Prompt 1
Copy the section of the comments on the outage that starts with "I'll look forward" and runs through "weeks in advance!".
Prompt 2
Answer these questions from the comments on the outage:
(a) Which company had to restore lost gmail messages from tape?
(b) When is the holiday mentioned actually taken in Dundee?
(c) What kind of router does the writer suspect was being referred to?

Likewise, I have no idea why it took 2 days to restore. However, taking a 'less said' approach is foolish. This was getting a lot of publicity - I think you can safely say there would be a lot of folk from whatever software and hardware companies that were involved were working on this.
Personally, I'll never say this couldn't happen to me. Crikey, even Google had to resort to restoring lost gmail messages from tape a while ago. The unexpected can happen to anyone.
I'll look forward to seeing the postmortem and finding out what went wrong. Perhaps someone made a stupid mistake. Perhaps, there will be a lesson or a warning for us all.
You are clearly not familiar with the vagaries of holidays up here. For reasons I have yet to fathom, Dundee does not have several of its "national"* holidays at the same time as the rest of Scotland. The one mentioned here is actually taken in Dundee next Monday. The only way I know when these holidays are is to keep an eye on the front door of the local GP, since they inform patients when they will be closed several weeks in advance!
* To Scotland, and better referred to as "public holidays"
It's clear for the quotations in the story that the people talking know absolutely sod all about IT. "Server are reloading", almost as good as yesterdays "running diagnostics" quote on servers which had apparently been fixed, bit late with those diagnostics guys.
Like the Health Minister asking all health boards to check backups and servers.. really like they don't already do that, this is an entirely separate entity, why not get every health board and local authority in the UK to do it - it'd be just as much bloody use.
I've had the misfortune to be involved in health records management systems in the past and I suspect the router that he was referring to was a patient records router rather than a router for network packets.

Entries from a data source
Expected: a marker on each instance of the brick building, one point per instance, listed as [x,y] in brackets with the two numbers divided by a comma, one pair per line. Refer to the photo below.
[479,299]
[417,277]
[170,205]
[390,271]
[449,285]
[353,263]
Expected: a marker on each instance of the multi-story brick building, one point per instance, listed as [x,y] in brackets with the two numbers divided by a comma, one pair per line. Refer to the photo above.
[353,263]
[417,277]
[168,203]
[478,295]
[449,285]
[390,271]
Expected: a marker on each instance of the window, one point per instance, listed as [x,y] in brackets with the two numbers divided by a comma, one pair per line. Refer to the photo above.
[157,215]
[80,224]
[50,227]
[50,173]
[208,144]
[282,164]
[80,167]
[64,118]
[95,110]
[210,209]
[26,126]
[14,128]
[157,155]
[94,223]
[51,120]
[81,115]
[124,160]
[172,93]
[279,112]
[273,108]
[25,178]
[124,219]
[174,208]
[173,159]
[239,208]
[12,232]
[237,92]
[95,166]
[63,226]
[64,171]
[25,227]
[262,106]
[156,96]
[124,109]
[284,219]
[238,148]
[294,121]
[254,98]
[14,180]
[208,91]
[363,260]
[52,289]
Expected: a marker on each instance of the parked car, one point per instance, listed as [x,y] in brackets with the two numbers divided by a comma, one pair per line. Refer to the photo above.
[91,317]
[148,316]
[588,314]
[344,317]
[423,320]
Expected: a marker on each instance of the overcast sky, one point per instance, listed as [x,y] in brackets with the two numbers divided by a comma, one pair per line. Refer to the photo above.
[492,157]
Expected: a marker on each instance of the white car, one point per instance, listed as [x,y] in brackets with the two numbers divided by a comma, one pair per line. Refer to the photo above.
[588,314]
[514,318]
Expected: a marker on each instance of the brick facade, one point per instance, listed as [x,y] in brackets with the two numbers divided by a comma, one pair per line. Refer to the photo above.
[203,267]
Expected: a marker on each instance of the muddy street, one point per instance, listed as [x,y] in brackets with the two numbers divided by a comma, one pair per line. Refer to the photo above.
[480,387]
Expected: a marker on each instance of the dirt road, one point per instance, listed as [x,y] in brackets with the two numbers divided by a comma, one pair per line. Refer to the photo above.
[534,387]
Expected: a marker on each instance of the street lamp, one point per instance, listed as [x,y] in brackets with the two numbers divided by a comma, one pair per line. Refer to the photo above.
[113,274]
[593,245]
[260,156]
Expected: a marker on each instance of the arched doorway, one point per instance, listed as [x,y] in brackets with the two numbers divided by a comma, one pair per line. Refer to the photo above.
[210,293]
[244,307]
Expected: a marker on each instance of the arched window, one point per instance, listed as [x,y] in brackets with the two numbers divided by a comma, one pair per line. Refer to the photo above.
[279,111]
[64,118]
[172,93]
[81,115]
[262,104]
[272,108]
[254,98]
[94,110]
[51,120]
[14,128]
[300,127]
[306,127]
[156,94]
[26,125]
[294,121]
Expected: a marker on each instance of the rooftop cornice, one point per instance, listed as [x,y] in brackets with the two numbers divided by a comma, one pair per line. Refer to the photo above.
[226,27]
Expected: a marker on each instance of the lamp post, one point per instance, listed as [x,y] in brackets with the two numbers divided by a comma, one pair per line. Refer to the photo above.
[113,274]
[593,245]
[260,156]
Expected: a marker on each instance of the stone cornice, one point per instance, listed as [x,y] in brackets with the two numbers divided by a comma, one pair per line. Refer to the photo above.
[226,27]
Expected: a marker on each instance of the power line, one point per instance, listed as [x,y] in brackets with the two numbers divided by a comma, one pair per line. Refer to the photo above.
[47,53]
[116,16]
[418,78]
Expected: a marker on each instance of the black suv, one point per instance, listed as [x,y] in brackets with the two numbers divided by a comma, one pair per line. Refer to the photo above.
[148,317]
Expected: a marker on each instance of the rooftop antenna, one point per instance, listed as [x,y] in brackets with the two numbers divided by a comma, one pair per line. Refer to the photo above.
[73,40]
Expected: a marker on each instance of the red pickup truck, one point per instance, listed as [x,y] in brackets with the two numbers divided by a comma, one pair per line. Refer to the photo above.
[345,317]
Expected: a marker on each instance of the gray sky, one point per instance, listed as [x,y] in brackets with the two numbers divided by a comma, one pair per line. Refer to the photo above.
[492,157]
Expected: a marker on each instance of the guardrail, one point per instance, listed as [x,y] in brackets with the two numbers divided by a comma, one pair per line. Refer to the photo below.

--

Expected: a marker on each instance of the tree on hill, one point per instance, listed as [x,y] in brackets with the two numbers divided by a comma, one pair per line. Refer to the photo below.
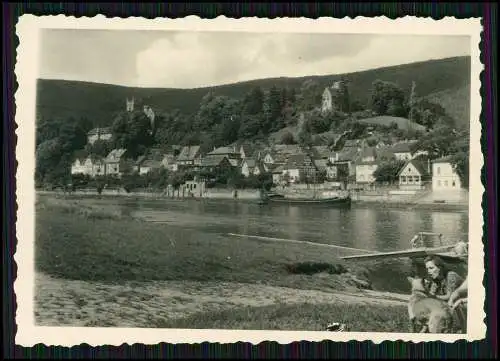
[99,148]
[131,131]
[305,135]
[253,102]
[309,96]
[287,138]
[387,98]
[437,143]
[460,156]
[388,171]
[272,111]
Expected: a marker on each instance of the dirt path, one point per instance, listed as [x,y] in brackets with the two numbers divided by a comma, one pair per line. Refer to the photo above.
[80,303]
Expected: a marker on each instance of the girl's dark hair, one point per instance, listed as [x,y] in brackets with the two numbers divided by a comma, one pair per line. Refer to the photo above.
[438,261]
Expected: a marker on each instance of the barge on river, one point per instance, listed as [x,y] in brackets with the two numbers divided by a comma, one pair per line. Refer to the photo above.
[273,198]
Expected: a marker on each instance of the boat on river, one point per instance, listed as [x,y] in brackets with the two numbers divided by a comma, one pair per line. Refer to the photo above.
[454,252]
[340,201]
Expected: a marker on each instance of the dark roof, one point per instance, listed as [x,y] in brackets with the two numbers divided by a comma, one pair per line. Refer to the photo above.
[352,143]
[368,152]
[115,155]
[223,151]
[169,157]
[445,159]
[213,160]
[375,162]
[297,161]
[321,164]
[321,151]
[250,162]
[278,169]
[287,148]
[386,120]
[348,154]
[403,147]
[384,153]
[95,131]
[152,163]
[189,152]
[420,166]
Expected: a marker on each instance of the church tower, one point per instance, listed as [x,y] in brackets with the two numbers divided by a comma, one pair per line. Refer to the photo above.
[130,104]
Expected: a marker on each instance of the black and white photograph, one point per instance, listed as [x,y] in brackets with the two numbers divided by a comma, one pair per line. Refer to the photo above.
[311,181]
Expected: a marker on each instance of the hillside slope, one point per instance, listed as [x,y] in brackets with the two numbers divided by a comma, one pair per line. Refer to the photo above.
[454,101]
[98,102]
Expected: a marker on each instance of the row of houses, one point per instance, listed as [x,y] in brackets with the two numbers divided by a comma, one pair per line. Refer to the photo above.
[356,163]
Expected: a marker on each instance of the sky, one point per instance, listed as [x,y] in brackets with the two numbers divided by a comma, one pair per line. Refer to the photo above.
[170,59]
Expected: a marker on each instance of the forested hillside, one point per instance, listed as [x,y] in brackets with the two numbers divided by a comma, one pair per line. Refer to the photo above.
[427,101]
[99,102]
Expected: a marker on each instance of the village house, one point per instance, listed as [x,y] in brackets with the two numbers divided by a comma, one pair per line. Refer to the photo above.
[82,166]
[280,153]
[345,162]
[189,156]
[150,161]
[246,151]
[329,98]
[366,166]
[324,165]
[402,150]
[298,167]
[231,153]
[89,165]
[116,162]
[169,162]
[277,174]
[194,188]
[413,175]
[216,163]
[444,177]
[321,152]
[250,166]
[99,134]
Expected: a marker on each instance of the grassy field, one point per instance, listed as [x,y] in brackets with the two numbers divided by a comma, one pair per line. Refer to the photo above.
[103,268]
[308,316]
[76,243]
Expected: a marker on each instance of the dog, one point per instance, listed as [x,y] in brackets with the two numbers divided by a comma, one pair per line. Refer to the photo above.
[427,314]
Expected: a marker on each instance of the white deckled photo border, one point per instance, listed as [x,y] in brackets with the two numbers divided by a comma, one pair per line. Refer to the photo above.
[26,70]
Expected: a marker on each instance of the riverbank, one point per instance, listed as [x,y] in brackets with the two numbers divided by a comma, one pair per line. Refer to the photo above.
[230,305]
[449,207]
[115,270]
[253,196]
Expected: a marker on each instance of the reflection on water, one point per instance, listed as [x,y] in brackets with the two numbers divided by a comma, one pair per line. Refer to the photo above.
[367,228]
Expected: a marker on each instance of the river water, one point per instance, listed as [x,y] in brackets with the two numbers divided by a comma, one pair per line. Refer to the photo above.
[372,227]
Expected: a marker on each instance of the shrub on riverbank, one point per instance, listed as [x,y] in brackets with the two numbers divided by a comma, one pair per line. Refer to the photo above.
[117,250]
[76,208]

---

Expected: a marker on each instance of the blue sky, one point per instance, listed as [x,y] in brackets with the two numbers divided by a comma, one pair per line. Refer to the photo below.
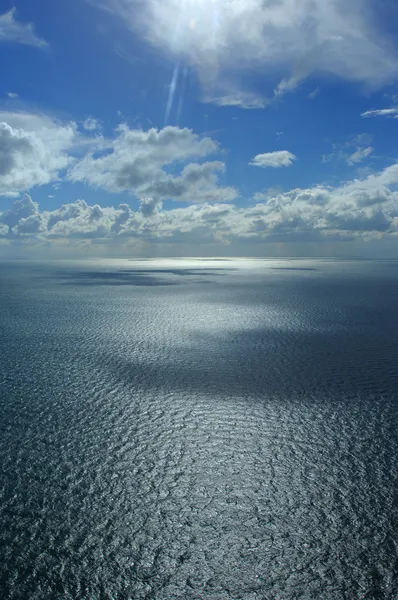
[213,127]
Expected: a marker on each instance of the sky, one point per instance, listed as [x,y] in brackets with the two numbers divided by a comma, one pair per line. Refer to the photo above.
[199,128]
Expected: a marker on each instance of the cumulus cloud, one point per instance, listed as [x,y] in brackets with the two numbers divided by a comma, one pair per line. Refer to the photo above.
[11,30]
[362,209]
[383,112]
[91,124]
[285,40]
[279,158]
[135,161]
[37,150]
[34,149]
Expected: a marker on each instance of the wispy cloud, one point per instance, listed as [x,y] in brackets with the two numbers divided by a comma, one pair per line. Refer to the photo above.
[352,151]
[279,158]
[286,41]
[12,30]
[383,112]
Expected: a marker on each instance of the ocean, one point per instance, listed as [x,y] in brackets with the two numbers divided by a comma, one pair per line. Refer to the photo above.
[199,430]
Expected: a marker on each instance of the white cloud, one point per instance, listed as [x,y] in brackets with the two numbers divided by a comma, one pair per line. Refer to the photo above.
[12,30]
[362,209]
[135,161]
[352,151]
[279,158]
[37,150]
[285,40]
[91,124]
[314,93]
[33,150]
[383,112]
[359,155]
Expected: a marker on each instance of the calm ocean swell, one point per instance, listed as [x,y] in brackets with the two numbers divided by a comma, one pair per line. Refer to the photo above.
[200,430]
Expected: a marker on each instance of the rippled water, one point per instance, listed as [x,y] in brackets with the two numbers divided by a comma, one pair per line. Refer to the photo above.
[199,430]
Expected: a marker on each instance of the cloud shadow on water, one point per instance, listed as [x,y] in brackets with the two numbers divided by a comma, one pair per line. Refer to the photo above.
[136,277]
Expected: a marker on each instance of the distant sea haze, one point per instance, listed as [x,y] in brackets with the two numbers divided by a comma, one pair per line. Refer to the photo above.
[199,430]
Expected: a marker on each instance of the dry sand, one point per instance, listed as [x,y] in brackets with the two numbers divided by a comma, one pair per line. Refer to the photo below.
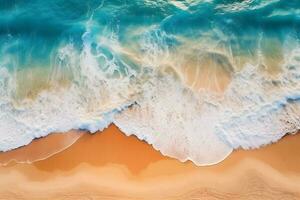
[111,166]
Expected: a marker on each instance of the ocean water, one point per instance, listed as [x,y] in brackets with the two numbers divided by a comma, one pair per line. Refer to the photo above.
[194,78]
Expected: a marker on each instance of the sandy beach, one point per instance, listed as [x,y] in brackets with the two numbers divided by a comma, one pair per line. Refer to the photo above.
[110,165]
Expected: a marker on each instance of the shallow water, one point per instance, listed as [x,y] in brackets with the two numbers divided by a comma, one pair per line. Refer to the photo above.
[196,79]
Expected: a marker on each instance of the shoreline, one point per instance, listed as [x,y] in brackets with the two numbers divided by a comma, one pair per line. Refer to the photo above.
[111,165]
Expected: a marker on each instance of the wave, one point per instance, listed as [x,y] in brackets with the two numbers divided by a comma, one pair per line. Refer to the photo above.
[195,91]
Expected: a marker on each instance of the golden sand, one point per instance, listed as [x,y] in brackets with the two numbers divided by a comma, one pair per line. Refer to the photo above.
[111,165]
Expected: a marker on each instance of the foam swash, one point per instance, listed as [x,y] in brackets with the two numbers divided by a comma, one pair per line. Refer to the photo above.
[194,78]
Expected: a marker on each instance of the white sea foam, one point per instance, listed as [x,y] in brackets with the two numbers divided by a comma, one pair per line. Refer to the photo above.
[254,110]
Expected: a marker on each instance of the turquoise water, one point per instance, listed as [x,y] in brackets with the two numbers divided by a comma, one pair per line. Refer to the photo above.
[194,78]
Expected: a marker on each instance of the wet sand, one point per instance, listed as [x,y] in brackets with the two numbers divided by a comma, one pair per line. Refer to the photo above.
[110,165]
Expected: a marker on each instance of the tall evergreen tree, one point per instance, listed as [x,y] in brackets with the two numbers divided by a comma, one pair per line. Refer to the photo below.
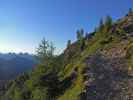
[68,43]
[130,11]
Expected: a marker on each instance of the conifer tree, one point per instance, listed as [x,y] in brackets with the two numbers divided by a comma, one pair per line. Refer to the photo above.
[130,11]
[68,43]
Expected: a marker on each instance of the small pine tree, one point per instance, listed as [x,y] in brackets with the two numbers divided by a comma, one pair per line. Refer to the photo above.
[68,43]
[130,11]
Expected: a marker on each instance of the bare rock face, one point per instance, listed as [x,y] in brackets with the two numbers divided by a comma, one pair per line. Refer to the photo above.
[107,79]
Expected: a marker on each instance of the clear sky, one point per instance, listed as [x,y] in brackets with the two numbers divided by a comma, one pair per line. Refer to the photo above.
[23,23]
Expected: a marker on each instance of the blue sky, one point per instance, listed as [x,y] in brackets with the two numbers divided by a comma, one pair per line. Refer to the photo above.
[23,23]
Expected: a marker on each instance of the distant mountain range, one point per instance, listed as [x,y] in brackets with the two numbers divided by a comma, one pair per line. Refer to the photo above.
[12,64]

Task solution 1
I'll look forward to seeing the postmortem and finding out what went wrong. Perhaps someone made a stupid mistake. Perhaps, there will be a lesson or a warning for us all.
You are clearly not familiar with the vagaries of holidays up here. For reasons I have yet to fathom, Dundee does not have several of its "national"* holidays at the same time as the rest of Scotland. The one mentioned here is actually taken in Dundee next Monday. The only way I know when these holidays are is to keep an eye on the front door of the local GP, since they inform patients when they will be closed several weeks in advance!

Task solution 2
(a) Google
(b) Next Monday
(c) A patient records router rather than a router for network packets